• TASK DETAILS: Pull out every line in the data below that contains the word "groom" and list those lines.

Entries from a dataset:

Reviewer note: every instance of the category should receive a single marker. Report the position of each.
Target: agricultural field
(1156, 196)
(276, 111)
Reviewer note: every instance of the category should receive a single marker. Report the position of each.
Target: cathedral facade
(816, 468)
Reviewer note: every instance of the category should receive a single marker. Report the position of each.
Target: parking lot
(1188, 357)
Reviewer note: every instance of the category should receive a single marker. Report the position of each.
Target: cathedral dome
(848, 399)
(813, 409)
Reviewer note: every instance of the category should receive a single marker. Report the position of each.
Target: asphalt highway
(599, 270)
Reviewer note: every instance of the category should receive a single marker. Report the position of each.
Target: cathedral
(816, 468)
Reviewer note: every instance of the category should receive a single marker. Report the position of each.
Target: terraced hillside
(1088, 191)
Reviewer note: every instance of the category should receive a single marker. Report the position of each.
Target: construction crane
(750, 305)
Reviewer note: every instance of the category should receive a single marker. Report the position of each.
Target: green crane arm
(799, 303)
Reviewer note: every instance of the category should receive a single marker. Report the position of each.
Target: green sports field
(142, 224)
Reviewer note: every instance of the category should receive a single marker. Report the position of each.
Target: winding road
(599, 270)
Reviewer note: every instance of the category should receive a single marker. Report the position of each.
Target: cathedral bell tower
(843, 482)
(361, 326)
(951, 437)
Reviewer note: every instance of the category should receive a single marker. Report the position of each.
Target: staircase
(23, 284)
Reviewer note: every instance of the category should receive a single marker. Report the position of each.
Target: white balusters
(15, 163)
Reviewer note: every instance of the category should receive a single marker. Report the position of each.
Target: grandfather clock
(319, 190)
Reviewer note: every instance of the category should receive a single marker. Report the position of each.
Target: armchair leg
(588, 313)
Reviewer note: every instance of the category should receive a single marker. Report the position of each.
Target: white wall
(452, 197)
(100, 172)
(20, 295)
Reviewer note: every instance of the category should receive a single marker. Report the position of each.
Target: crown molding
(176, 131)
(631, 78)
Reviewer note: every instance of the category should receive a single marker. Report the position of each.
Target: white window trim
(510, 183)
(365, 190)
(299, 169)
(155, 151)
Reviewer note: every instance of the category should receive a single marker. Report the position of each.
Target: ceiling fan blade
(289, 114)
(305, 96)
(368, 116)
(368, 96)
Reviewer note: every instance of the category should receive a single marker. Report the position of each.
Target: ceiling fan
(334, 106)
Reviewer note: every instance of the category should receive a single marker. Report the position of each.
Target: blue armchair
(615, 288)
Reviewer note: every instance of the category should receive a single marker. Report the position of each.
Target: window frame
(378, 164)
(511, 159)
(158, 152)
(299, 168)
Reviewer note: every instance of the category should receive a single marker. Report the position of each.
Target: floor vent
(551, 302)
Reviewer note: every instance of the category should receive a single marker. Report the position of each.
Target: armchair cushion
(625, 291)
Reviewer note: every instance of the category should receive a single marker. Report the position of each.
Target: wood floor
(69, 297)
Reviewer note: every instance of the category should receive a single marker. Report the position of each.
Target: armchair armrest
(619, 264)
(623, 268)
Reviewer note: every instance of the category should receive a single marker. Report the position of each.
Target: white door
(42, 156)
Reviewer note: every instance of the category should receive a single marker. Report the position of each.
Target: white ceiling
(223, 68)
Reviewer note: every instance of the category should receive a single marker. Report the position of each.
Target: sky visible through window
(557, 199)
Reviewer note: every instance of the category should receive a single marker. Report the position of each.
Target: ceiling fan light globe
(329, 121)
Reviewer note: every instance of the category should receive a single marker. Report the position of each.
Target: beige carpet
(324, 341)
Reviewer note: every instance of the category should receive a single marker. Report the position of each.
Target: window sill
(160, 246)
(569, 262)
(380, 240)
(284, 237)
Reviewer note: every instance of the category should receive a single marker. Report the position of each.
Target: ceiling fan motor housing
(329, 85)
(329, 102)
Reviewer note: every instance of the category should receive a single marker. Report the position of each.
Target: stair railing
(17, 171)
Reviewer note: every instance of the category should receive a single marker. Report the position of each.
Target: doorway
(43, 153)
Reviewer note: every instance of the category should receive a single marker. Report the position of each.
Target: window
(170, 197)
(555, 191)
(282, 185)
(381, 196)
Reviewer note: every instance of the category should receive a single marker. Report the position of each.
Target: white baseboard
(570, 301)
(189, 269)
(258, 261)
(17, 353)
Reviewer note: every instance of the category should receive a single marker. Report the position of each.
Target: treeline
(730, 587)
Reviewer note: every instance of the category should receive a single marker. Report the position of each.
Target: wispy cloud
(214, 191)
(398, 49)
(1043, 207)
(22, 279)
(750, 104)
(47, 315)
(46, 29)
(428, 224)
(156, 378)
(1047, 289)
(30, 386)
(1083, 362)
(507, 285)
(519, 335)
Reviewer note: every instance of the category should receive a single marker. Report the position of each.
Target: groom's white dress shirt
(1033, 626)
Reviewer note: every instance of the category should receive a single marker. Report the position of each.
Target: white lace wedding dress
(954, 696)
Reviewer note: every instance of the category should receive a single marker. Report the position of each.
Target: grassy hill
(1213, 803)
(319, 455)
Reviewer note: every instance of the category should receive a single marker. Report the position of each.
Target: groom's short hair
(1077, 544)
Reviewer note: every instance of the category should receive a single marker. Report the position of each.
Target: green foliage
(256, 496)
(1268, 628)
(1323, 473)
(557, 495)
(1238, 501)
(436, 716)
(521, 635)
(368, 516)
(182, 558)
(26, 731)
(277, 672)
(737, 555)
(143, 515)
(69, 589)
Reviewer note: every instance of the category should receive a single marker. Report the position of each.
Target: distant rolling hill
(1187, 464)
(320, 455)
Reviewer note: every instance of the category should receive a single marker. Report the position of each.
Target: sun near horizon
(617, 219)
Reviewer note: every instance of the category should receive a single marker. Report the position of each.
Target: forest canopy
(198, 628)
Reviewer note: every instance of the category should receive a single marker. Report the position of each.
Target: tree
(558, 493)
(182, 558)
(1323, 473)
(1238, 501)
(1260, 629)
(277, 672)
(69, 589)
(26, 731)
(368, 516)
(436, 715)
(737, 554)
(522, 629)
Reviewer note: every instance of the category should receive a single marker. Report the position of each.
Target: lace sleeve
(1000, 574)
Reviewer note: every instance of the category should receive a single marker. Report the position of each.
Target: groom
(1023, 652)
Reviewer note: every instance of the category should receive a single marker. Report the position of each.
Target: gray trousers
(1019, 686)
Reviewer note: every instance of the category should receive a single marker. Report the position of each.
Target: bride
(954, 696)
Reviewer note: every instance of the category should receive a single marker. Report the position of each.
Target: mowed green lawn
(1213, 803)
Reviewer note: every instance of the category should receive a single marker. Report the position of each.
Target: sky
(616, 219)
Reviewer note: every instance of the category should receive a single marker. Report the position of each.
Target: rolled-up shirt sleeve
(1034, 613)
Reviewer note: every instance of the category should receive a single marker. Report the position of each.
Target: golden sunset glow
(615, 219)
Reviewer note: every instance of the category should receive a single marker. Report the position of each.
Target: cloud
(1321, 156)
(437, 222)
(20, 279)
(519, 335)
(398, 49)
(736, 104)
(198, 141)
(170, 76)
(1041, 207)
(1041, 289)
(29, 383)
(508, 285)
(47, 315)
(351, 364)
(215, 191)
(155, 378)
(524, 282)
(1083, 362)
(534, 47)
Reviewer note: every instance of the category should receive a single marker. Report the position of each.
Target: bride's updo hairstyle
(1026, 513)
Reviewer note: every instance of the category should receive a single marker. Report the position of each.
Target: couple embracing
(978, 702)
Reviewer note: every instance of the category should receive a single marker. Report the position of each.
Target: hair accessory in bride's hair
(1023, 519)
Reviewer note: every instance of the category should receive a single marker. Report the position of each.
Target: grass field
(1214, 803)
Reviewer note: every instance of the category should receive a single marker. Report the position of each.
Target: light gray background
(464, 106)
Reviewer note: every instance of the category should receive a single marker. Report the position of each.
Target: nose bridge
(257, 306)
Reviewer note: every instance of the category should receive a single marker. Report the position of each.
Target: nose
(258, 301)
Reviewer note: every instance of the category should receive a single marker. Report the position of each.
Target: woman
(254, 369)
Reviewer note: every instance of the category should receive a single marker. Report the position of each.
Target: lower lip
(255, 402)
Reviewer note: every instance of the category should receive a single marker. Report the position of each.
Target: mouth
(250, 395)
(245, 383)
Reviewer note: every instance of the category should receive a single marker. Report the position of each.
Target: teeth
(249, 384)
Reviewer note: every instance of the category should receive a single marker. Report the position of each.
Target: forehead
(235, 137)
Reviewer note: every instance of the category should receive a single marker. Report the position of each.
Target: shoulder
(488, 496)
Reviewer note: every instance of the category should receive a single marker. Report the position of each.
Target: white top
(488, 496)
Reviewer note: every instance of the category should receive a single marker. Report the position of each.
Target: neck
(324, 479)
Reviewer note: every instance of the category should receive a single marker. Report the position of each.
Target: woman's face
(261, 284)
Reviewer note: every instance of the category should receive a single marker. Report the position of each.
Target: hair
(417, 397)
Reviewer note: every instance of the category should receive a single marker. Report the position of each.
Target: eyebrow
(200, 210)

• ANSWER TO THIS EXERCISE:
Target: groom's white dress shirt
Target: groom's short hair
Target: groom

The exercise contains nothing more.